WHAT IS BEING ASKED ▸
Lines from the one containing "Question. Point out each instance of the green foliage" through the final line of the records below are needed, copied exactly, with no pictures.

------ DATA TO USE

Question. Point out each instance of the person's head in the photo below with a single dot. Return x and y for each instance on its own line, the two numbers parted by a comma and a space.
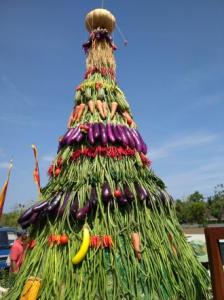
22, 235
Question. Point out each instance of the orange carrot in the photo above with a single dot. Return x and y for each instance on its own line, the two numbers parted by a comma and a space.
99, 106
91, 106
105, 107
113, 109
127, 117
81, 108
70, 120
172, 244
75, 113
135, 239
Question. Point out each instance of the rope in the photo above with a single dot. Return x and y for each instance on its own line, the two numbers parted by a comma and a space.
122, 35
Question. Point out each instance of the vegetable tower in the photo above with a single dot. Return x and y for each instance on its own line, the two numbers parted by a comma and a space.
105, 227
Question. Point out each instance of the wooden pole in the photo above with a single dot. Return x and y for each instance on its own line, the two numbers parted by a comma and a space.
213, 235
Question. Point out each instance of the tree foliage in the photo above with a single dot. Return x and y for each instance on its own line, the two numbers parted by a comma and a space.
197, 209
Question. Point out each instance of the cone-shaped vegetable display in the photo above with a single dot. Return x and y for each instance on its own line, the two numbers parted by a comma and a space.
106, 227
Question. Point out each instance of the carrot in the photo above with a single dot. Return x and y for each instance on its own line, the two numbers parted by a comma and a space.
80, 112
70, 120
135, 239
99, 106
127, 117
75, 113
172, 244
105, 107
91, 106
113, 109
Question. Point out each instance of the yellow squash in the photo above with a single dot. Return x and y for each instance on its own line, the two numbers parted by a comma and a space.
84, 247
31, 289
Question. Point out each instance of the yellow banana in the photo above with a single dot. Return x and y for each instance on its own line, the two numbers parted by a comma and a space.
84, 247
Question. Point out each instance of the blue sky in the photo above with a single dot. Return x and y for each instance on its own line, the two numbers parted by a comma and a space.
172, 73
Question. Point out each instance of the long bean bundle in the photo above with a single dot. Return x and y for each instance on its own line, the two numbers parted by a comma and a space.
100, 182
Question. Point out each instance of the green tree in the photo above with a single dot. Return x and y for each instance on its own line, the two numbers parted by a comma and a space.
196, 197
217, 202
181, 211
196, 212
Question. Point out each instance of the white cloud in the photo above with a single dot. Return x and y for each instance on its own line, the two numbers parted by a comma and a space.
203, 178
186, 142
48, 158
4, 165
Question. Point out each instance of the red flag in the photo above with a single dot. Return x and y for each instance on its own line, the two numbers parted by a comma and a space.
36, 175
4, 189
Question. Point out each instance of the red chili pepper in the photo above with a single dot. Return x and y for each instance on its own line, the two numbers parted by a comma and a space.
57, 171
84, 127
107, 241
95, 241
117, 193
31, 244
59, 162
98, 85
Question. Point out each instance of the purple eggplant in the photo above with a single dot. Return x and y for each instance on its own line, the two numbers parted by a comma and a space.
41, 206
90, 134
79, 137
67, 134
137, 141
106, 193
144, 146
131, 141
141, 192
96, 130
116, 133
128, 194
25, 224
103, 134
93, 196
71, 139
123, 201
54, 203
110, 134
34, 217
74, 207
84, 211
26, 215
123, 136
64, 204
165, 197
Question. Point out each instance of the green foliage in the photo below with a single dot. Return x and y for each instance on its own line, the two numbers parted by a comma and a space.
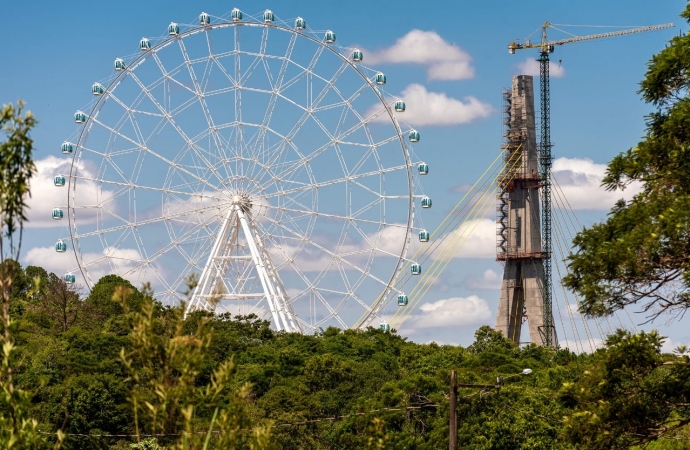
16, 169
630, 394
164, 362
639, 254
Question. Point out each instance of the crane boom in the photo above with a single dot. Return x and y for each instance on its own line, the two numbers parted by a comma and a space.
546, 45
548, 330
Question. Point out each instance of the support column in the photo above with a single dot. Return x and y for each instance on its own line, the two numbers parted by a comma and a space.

------------

RESPONSE TO THE EXERCISE ▸
Question. Point out each instance of the green foliage in the photo below with a single dot. Return x and y for each instance on its own line, the two numbers parted by a comma and a space.
16, 169
630, 394
164, 362
639, 254
Question. Point out each instance of the crane boom in the photo above with a single dot. Return x and y for each instance on its own line, the two numbers parted by a comma and a space.
546, 45
548, 330
Question. Point out each instance of the support column in the photo above with a single dot. Return x and y for each instance on its own line, the two numbers parted by a comma and a space.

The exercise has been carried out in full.